• [PROBLEM DESCRIPTION]
Collect every line of the items below that contains the word "hard", and reproduce each such line in full.

• [RECORDS SHOWN]
━━━━
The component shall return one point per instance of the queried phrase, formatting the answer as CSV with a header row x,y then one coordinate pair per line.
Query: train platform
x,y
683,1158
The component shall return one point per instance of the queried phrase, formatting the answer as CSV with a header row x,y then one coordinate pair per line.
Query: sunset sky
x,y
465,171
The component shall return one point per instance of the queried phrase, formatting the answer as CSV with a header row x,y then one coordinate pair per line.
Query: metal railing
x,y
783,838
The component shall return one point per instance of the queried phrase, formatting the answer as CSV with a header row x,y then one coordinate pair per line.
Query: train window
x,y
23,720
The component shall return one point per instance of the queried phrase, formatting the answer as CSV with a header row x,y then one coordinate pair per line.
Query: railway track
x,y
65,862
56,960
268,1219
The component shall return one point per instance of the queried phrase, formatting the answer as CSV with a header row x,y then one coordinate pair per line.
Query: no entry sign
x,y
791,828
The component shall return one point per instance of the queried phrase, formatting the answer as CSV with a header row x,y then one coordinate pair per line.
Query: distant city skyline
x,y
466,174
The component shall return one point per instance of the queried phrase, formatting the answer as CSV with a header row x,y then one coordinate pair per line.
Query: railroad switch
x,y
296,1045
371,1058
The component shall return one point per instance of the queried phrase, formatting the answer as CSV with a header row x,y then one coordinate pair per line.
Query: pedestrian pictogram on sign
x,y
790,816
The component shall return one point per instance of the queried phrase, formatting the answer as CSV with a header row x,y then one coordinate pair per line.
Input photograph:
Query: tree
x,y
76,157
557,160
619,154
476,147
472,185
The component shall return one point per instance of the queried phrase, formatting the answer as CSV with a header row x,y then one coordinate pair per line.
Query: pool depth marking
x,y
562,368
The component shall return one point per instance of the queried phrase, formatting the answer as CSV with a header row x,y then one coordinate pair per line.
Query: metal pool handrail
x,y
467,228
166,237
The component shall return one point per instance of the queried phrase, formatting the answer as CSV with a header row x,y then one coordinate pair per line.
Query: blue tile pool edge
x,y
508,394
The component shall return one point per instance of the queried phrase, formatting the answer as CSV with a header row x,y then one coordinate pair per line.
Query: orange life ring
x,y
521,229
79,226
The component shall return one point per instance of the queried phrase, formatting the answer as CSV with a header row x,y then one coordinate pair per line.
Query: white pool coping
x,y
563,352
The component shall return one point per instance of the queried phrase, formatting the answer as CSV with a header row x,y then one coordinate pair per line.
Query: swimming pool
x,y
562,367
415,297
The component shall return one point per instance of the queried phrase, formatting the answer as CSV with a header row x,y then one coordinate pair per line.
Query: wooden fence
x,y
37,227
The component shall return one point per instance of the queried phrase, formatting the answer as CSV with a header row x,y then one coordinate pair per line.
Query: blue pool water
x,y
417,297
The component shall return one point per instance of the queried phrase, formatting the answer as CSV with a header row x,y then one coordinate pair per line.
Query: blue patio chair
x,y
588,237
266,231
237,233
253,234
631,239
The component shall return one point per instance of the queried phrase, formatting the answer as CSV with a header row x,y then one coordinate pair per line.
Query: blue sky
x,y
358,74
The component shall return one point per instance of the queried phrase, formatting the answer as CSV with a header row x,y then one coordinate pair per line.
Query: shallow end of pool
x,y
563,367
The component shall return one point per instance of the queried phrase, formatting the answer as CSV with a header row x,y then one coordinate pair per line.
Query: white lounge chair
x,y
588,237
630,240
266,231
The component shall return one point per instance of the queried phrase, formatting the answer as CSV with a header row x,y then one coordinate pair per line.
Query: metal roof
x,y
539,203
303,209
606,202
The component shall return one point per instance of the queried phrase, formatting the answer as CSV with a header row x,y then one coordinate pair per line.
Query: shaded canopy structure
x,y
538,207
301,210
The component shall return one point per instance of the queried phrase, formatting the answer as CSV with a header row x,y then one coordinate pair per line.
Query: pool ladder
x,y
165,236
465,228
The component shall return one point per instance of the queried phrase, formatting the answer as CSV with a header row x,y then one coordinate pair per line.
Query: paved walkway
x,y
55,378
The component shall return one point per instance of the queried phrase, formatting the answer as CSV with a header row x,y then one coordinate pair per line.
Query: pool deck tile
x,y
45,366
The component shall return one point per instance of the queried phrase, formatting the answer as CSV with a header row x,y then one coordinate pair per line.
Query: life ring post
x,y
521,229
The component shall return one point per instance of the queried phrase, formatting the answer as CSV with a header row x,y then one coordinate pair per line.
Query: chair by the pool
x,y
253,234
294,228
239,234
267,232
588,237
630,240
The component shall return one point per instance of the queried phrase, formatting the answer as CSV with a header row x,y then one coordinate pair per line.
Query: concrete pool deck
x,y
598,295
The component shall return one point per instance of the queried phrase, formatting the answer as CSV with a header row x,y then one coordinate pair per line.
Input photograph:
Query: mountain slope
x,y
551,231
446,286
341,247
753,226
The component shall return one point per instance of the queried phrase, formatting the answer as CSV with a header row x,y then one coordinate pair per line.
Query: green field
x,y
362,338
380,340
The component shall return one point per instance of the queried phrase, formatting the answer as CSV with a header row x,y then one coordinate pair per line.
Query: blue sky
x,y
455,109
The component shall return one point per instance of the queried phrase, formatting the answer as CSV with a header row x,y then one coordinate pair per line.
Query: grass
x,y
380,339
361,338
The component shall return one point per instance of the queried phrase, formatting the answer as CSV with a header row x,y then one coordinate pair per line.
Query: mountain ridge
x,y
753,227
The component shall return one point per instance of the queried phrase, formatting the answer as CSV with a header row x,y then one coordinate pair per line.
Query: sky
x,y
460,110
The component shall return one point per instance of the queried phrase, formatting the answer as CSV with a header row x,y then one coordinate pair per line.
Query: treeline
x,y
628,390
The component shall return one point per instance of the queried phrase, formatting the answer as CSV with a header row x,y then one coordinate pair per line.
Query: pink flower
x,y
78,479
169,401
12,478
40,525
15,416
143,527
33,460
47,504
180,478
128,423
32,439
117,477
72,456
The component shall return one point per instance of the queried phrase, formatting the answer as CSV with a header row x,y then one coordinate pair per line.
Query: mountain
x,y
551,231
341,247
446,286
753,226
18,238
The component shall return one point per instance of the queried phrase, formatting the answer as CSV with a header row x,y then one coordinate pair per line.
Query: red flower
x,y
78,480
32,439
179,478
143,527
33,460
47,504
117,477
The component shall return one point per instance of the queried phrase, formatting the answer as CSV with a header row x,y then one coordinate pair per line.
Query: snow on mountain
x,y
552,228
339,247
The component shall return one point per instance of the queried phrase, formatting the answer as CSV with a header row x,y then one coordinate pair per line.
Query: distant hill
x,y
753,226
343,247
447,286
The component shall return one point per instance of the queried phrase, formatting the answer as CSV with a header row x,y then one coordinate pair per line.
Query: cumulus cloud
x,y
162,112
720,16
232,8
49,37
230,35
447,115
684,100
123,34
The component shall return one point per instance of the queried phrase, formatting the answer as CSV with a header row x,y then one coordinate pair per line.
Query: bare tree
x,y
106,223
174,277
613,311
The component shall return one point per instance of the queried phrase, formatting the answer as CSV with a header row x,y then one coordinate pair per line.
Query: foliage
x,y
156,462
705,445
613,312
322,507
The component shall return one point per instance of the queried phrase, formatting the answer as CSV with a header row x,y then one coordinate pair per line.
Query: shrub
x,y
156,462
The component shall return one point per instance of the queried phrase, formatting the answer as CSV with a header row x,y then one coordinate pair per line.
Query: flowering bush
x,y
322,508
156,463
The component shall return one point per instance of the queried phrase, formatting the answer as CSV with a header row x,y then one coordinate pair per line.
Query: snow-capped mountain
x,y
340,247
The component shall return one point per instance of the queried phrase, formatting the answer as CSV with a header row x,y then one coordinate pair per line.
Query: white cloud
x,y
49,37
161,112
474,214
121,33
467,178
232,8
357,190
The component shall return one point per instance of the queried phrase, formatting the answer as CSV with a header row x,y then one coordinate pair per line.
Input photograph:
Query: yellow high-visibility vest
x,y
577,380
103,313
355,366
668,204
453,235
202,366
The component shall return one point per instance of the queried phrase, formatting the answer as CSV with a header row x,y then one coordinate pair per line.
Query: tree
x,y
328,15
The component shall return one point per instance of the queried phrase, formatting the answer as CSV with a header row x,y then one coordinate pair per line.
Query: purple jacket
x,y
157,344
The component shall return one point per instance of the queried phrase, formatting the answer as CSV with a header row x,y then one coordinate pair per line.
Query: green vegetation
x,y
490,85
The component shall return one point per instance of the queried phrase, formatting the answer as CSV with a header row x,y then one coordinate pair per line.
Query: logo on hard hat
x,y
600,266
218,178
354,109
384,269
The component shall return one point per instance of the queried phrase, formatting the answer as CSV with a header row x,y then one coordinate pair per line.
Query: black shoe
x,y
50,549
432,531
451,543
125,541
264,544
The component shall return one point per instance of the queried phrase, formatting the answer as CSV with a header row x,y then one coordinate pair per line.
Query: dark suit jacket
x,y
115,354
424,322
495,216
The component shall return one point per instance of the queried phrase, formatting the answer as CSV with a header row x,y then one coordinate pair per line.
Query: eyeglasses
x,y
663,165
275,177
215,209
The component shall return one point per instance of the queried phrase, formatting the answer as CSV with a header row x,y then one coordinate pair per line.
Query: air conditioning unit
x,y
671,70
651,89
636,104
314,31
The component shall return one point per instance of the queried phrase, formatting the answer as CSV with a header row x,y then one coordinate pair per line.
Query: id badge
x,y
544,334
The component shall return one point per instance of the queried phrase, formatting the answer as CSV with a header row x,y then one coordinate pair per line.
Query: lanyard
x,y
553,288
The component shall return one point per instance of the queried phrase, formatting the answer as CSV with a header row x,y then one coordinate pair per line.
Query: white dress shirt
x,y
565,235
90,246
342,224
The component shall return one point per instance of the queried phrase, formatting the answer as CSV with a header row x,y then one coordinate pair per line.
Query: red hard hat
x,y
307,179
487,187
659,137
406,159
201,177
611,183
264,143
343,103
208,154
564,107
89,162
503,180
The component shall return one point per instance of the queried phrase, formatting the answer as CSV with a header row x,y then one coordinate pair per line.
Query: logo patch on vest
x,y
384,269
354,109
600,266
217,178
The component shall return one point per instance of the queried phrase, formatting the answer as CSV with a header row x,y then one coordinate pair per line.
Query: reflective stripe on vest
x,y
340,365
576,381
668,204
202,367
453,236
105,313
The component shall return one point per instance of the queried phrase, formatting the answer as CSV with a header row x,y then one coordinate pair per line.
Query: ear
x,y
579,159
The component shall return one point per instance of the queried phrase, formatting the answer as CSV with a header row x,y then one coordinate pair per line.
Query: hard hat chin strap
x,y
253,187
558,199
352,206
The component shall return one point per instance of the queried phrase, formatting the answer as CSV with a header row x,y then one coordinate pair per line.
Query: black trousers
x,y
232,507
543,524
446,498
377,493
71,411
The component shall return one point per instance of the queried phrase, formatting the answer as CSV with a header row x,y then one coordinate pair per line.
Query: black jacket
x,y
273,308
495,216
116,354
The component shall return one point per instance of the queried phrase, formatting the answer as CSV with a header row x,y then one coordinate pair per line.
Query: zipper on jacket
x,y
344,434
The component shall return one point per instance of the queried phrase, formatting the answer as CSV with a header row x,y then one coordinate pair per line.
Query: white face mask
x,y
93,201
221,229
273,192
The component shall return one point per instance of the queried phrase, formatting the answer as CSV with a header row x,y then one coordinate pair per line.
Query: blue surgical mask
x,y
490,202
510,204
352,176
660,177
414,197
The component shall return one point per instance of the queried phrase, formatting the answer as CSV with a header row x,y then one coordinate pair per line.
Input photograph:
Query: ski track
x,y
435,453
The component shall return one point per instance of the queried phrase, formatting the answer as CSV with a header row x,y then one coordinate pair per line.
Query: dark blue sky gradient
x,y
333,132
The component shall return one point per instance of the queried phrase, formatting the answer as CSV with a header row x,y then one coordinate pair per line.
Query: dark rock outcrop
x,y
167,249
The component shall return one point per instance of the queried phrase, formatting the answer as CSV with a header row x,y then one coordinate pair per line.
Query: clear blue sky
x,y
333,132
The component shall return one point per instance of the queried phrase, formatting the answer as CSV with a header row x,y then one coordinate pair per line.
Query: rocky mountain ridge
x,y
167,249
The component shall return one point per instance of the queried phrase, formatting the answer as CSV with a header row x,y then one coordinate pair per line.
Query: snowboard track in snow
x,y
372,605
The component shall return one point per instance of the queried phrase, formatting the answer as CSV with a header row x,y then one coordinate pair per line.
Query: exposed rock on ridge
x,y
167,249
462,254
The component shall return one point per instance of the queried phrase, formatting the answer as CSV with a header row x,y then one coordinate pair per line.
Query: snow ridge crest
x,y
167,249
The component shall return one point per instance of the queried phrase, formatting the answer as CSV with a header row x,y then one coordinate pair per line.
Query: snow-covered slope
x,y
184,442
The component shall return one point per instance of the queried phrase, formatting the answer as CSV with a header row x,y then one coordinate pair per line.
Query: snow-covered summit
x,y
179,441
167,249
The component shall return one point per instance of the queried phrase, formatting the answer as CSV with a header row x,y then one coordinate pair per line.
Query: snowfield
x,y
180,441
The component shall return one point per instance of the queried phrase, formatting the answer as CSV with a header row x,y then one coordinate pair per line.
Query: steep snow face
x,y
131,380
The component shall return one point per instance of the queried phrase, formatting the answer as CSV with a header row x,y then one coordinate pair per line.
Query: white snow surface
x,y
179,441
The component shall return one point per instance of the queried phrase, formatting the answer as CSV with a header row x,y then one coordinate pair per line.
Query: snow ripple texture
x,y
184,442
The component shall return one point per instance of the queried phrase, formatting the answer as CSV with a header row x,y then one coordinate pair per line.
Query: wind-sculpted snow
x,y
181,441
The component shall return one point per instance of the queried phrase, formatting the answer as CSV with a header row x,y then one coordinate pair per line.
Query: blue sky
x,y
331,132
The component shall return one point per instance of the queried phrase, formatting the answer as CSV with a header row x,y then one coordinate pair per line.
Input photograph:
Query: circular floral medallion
━━━━
• [TASK ANSWER]
Query: logo on hard hat
Query: red hard hat
Query: hard hat chin strap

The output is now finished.